- Input for this task -
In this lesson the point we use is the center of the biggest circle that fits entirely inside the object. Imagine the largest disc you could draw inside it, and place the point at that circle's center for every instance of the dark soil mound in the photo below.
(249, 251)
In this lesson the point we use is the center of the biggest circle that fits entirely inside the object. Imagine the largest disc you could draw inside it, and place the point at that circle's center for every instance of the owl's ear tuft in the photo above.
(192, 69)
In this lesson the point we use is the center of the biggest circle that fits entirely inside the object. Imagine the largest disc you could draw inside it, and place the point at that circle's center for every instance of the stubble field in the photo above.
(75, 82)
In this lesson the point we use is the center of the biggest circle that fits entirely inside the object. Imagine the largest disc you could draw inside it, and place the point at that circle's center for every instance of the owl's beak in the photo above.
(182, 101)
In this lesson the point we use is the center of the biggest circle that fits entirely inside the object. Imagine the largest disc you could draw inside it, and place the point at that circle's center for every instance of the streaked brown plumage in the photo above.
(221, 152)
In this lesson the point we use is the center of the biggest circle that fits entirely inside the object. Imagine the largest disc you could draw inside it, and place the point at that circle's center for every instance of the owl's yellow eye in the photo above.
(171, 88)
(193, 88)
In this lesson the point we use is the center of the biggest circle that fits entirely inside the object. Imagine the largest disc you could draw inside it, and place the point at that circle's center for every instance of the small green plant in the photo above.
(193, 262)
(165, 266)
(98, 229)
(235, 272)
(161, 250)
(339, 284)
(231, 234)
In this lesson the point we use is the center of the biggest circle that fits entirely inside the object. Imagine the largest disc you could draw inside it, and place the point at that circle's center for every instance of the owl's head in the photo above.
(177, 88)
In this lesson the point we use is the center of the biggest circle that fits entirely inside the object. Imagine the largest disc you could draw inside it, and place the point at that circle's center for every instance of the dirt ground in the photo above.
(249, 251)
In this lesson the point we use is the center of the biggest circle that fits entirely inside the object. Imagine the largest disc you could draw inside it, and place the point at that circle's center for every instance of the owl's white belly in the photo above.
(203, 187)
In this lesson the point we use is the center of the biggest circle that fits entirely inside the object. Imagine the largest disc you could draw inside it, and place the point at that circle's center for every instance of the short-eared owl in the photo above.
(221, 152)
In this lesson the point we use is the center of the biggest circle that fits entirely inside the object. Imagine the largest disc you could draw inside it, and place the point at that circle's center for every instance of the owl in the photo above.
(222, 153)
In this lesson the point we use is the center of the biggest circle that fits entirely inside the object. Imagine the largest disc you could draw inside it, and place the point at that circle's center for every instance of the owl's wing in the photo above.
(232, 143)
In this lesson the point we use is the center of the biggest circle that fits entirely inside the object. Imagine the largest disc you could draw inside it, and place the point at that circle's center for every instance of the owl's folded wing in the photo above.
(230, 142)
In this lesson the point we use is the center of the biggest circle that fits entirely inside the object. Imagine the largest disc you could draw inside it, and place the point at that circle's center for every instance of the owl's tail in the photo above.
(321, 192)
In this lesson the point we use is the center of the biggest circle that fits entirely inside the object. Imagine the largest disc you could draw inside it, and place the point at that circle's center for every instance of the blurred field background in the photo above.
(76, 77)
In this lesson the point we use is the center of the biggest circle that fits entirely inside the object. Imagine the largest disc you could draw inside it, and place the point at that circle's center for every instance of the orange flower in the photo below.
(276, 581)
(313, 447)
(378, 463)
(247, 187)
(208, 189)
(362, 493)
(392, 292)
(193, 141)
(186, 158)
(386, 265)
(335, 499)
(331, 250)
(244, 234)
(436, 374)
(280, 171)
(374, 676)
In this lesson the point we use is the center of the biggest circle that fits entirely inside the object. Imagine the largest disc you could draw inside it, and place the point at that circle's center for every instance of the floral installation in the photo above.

- What is being asked -
Transcribe every record. Match each line exactly.

- Task output -
In this lesson the point we use is the center of the biggest circle that fits entirely inside the object. Imagine the largest disc you could draw inside it, and place the point at that circle's center for every instance of the dark soil mound in the photo below.
(249, 251)
In this lesson the point we use is the center of the biggest circle that fits entirely inside the object. Imagine the largest disc you could draw inside it, and place the point at that circle's center for every instance of the owl's ear tuft in the photo above.
(192, 69)
In this lesson the point we use is the center of the biggest circle that fits entirely inside the object. Imagine the largest disc you could draw inside it, and place the point at that circle's center for every instance of the stubble field in the photo above.
(75, 82)
In this lesson the point we use is the center of the biggest circle that fits entirely inside the object. Imagine the largest disc you could draw inside it, and place the point at that circle's center for every instance of the owl's beak in the photo above.
(182, 101)
In this lesson the point we use is the center of the biggest circle that fits entirely inside the object. Imagine the largest disc you could draw inside it, and place the point at that circle's center for every instance of the streaked brown plumage in the photo above.
(221, 152)
In this lesson the point we use is the center of the biggest circle that fits entirely inside the object. Imagine the largest disc you could draw inside it, and place the point at that circle's center for every instance of the owl's yellow eye in the photo above.
(171, 88)
(193, 88)
In this lesson the point we use is the center of the biggest circle that fits entirely inside the object. Imagine the largest disc you could draw inside it, and place the point at that circle's center for every instance of the small green plant in the photo above.
(193, 262)
(165, 266)
(98, 229)
(235, 272)
(161, 250)
(339, 284)
(231, 234)
In this lesson the point we use is the center of the biggest circle that fits entirely inside the object. Imagine the largest disc you could draw inside it, and place the point at that circle's center for every instance of the owl's head in the photo above.
(177, 88)
In this lesson the point we use is the center of the biggest circle that fits entirely inside the object. Imagine the largest disc you could draw inside it, and place the point at that circle's center for every instance of the dirt ground in the photo above.
(249, 251)
In this lesson the point we use is the center of the biggest circle that fits entirely inside the object. Imagine the largest disc you could draw inside it, and place the point at that circle's center for every instance of the owl's white belly in the photo above.
(203, 187)
In this lesson the point we use is the center of the biggest circle that fits entirely inside the object. Imagine the largest disc you could draw inside it, and place the point at that circle's center for every instance of the short-eared owl in the photo above.
(221, 152)
In this lesson the point we use is the center of the biggest circle that fits entirely inside the object. Imagine the largest disc you could draw inside it, and place the point at that circle's center for every instance of the owl in the photo above.
(222, 153)
In this lesson the point we use is the center of the biggest circle that fits entirely inside the object. Imagine the largest disc you could draw inside it, and place the point at that circle's center for every instance of the owl's wing in the photo above.
(232, 143)
In this lesson the point we use is the center of the biggest circle that fits entirely inside the object. Imagine the largest disc you could draw inside it, and place the point at that circle's center for every instance of the owl's folded wing in the photo above.
(230, 142)
In this lesson the point we use is the center of the biggest circle that fits entirely inside the object. Imagine the largest disc you could draw inside it, and place the point at that circle's center for every instance of the owl's tail in the photo above.
(321, 192)
In this lesson the point we use is the center of the biggest circle that fits entirely inside the object. Imagine the largest disc you could draw inside it, and place the point at that circle's center for every instance of the blurred field background in the photo above.
(76, 77)
In this lesson the point we use is the center of the biggest circle that fits entirely inside the object. Imagine the largest disc you could draw inside it, and place the point at that circle's center for every instance of the orange flower in the photo below.
(276, 581)
(313, 447)
(378, 463)
(247, 187)
(208, 189)
(362, 493)
(392, 292)
(193, 141)
(186, 158)
(386, 265)
(335, 499)
(331, 250)
(244, 234)
(436, 374)
(280, 171)
(374, 676)
In this lesson the point we use is the center of the biggest circle that fits entirely inside the object. Imagine the largest disc you could draw inside it, and place the point at that circle's center for every instance of the floral installation in the photo above.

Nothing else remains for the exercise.